**Problem to solve:** Print verbatim the lines of the listing below, starting with the line that contains "Note: identify the short black" and continuing through the last line of the listing, with both included.

**Task inputs:**
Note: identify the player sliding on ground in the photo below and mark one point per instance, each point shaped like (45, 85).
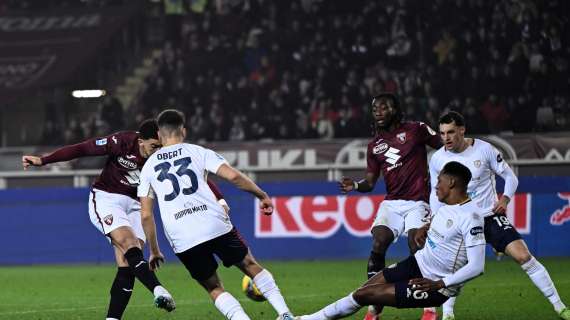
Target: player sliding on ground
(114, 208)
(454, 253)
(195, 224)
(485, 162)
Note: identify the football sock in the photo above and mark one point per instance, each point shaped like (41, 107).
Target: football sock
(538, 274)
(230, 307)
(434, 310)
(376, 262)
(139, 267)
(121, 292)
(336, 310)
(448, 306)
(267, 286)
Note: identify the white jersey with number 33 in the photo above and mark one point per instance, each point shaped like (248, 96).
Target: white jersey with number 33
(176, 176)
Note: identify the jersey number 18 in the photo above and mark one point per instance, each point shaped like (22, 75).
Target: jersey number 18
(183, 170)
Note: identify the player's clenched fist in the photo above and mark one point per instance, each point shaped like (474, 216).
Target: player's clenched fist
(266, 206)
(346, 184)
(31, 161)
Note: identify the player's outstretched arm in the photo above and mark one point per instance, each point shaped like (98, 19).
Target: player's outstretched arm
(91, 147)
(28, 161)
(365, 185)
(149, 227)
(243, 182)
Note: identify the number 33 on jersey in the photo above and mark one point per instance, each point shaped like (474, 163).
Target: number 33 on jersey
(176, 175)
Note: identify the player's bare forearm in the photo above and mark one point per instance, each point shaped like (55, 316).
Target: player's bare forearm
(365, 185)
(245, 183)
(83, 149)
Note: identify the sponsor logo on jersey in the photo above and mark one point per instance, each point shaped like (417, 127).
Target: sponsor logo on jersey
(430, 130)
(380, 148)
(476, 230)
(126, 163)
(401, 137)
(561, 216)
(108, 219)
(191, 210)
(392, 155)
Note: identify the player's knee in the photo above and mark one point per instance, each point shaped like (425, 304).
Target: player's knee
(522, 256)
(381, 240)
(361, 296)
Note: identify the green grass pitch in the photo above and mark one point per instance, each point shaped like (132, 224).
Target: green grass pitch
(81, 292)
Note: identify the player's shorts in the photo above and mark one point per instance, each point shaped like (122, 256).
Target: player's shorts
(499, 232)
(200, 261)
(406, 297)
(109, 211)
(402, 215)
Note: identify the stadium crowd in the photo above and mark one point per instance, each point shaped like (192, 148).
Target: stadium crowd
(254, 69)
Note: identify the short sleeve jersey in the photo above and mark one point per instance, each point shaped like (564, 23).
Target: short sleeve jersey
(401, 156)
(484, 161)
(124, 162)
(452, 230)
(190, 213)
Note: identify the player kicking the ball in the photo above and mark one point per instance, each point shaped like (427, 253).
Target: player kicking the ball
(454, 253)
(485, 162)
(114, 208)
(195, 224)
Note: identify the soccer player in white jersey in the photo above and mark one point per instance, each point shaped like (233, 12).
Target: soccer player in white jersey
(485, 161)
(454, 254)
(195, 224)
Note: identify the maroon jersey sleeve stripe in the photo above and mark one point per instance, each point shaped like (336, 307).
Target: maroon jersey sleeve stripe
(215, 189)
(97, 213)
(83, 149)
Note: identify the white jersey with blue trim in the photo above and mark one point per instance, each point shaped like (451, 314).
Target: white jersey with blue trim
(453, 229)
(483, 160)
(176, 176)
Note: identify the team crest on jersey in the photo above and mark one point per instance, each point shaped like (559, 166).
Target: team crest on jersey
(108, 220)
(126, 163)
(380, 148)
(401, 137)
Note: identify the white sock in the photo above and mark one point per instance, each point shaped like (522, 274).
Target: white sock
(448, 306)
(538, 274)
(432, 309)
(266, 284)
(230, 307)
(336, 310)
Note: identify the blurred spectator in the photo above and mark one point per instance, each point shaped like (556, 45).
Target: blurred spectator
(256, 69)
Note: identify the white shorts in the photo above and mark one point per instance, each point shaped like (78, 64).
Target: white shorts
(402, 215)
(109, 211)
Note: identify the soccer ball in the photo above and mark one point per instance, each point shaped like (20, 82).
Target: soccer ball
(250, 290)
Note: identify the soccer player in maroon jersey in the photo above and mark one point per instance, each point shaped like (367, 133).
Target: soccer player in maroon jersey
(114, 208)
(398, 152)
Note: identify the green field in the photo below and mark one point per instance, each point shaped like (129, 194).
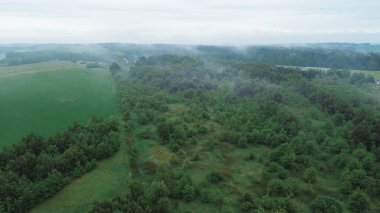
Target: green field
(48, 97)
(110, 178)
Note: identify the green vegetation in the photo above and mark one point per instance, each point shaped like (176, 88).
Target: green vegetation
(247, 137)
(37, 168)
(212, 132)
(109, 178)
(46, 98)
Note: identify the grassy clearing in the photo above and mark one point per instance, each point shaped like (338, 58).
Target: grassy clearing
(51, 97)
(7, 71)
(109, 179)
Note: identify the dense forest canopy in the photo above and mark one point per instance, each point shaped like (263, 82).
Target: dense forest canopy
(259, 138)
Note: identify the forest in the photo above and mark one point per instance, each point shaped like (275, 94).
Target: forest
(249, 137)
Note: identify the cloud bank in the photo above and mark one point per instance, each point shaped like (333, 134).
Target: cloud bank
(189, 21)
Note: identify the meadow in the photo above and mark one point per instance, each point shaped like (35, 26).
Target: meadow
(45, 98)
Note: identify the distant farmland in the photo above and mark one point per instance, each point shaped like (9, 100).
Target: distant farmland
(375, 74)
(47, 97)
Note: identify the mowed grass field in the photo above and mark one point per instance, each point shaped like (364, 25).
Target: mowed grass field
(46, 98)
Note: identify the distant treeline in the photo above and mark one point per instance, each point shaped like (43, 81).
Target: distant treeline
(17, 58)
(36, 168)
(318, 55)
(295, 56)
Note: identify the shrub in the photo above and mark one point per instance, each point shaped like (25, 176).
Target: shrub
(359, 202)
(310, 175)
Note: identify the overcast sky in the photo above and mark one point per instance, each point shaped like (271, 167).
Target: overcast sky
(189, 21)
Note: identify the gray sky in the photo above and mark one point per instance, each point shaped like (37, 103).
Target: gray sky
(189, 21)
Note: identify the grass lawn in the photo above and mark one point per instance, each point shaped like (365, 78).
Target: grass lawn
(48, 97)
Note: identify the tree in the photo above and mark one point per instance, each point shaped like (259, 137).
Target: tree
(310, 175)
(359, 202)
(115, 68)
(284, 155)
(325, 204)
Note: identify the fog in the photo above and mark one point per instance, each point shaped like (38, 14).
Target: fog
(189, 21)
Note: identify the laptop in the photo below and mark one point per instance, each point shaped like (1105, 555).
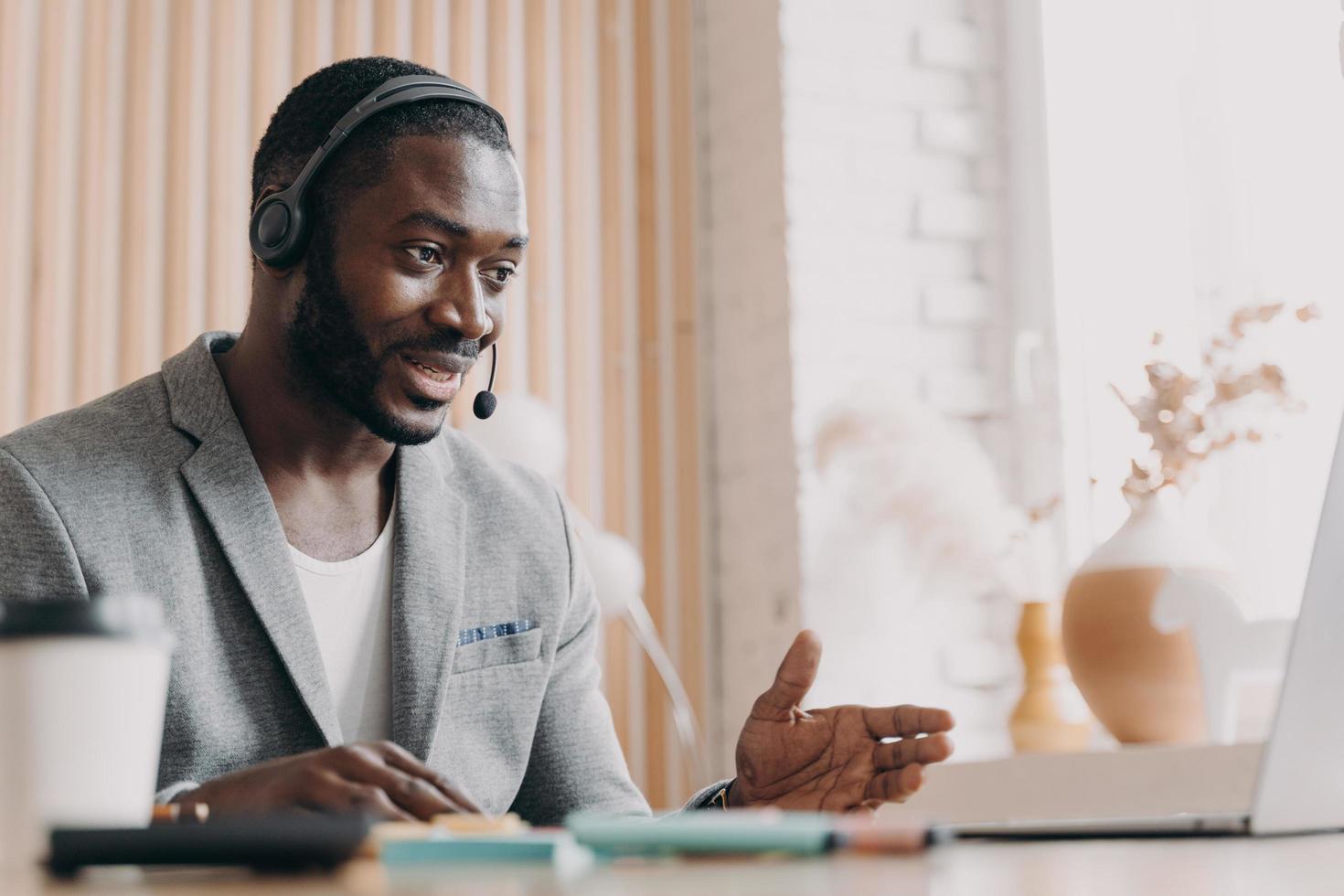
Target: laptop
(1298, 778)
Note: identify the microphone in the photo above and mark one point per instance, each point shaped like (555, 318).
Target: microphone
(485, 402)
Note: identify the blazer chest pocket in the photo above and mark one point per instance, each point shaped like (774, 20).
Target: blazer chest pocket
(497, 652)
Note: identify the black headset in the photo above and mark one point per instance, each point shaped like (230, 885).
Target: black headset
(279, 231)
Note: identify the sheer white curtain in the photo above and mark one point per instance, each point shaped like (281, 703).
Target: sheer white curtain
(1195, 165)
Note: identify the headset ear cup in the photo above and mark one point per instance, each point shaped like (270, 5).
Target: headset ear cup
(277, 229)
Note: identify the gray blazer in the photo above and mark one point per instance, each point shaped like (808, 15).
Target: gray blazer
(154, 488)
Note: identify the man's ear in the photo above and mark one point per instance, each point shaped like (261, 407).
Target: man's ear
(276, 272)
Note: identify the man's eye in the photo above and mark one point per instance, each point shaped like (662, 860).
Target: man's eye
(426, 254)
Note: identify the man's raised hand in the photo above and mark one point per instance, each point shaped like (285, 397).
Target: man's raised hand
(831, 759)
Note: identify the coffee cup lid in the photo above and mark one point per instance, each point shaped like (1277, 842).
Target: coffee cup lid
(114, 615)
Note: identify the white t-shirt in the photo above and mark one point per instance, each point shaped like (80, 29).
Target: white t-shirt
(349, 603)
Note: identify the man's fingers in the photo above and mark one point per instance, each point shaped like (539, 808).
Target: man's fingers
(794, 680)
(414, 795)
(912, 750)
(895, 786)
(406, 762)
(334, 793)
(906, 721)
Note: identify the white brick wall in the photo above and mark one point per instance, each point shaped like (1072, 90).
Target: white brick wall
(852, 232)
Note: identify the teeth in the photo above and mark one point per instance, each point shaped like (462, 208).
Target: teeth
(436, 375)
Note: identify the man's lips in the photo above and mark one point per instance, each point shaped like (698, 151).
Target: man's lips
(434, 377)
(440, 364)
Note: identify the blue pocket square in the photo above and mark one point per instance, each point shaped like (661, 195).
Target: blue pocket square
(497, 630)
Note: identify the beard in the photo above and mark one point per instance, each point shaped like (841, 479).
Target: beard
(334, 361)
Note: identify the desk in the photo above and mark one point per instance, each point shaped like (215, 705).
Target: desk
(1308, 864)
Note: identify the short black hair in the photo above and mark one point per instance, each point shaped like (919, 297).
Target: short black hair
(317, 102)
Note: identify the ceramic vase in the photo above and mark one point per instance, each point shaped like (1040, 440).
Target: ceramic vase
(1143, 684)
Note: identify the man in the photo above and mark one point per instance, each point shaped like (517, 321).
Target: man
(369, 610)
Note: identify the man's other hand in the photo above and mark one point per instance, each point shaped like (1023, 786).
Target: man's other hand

**Expected answer:**
Note: identify the short black hair in the photo above and mark one point per instance, each point shaped like (919, 297).
Target: short black hair
(317, 102)
Note: identify the ceramic vase in the photo above and mark one point per instance, each point shaped like (1040, 440).
Target: ceramic vase
(1143, 684)
Note: identify the man in the photo above and mark one point per instance, each point shaped like (517, 321).
Target: man
(369, 610)
Note: identify the man's other hand in the photo above and mark one point per instance, each point shaped like (1023, 786).
Target: man's other hand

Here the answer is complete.